▶ [Text segment]

Community in Anglesey, Wales

Llaneugrad is a community in Anglesey, Wales. It is located on the east coast of the island, 7.2 mi south east of Amlwch, 9.8 mi north west of Menai Bridge and 6.7 mi north east of Llangefni, and includes the village of Marian-glas. At the 2001 census the community had a population of 273.

Saint Eugrad's Church stands in an isolated position at Parciau, some 450m south of the Parciau hill fort. The nave and chancel date from the 12th century, there is a 13th-century carved crucifixion stone, and doorways dating from the 14th and 15th centuries. It was restored in the late 19th century. A stone memorial commemorates John Groome, the fourth officer of the Royal Charter, which was driven onto rocks at Moelfre, with over 450 lives lost, in 1859. It is considered by Cadw to be a simple rural church characteristic of the island, and is Grade II* listed. Nearby in Parciau Park, stands a similarly listed early 17th century dovecote.

(Recorded data)
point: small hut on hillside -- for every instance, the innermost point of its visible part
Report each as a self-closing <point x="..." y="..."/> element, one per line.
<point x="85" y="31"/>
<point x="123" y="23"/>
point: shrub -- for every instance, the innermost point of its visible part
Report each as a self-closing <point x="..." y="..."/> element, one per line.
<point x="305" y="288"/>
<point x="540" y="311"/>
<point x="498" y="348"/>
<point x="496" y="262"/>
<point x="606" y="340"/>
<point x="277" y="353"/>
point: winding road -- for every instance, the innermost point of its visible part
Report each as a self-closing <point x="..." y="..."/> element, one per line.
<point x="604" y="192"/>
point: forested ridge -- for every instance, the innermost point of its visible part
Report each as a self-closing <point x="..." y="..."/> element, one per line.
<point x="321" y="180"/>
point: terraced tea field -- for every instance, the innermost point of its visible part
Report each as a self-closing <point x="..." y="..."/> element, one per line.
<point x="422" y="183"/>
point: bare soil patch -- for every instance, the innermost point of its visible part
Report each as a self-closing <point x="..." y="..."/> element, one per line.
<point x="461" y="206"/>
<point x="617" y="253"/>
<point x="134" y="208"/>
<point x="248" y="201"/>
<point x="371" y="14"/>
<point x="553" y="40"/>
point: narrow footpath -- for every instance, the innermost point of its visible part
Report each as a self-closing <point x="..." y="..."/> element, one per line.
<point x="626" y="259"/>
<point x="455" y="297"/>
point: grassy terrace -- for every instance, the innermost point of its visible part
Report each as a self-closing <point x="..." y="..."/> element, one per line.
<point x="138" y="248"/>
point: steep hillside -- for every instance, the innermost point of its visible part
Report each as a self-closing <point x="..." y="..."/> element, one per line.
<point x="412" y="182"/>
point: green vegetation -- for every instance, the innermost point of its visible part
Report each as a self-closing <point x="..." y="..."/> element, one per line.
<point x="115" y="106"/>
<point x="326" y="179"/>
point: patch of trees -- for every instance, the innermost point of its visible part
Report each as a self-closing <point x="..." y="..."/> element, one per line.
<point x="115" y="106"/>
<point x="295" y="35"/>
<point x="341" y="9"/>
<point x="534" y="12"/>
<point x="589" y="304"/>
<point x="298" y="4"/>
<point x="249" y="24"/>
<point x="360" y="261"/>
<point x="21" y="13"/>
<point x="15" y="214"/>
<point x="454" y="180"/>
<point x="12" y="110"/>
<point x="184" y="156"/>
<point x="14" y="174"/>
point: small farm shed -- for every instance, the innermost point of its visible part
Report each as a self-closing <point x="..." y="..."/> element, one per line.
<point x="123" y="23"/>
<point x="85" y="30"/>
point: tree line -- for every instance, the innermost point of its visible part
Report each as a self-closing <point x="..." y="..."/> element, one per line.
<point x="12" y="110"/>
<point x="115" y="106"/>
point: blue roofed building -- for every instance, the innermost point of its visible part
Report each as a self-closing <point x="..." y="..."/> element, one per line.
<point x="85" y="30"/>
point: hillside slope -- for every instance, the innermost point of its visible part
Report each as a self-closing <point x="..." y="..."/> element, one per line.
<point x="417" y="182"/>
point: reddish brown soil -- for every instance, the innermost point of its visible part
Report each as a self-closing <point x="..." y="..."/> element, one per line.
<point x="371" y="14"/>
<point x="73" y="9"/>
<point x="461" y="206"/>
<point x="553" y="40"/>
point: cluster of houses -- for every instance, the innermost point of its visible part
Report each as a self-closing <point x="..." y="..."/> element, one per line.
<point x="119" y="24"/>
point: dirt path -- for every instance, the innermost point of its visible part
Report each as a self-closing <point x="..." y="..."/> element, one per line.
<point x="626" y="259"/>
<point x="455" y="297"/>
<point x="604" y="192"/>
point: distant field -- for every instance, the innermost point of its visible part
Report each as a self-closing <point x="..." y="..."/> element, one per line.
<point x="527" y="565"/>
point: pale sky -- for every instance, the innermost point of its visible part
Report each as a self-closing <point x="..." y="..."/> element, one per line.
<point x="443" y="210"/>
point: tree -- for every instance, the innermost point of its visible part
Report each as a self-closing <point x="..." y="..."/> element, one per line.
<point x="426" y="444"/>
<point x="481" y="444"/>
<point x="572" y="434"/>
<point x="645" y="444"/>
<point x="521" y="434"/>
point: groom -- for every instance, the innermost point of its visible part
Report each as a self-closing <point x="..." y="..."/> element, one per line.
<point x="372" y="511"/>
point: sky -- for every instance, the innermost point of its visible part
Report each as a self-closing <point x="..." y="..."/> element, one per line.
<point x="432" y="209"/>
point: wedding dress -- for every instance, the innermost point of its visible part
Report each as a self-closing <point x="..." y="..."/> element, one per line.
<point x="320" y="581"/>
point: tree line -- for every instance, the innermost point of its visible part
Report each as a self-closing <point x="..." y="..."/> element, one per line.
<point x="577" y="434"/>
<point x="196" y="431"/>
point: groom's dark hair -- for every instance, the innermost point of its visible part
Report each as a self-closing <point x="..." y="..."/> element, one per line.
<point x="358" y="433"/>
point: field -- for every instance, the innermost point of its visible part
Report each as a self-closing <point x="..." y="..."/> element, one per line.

▶ [Problems to work on]
1. Answer these questions from the text about Llaneugrad:
(a) What was the community's population at the 2001 census?
(b) From which century do the nave and chancel of Saint Eugrad's Church date?
(c) At which place was the Royal Charter driven onto rocks?
2. Write what comes next in the text about Llaneugrad, starting after its final sentence.

▶ [Outputs in order]
1.
(a) 273
(b) The 12th century
(c) Moelfre

2.
The community reaches the coast at Traeth Bychan, a sandy bay backed by cliffs. The bay has been the home of Red Wharf Bay Sailing and Water Sports Club since 1956, and is a venue for dinghy and catamaran sailing. An annual race from Beaumaris, which terminates in the bay, is held each August. In 1939, the Thetis, a Royal Navy submarine built in Birkenhead, sank during sea trials, with the loss of 99 lives. On recovery, the submarine was beached at Traeth Bychan, before being towed to Holyhead, where the bodies were recovered and buried in a mass grave.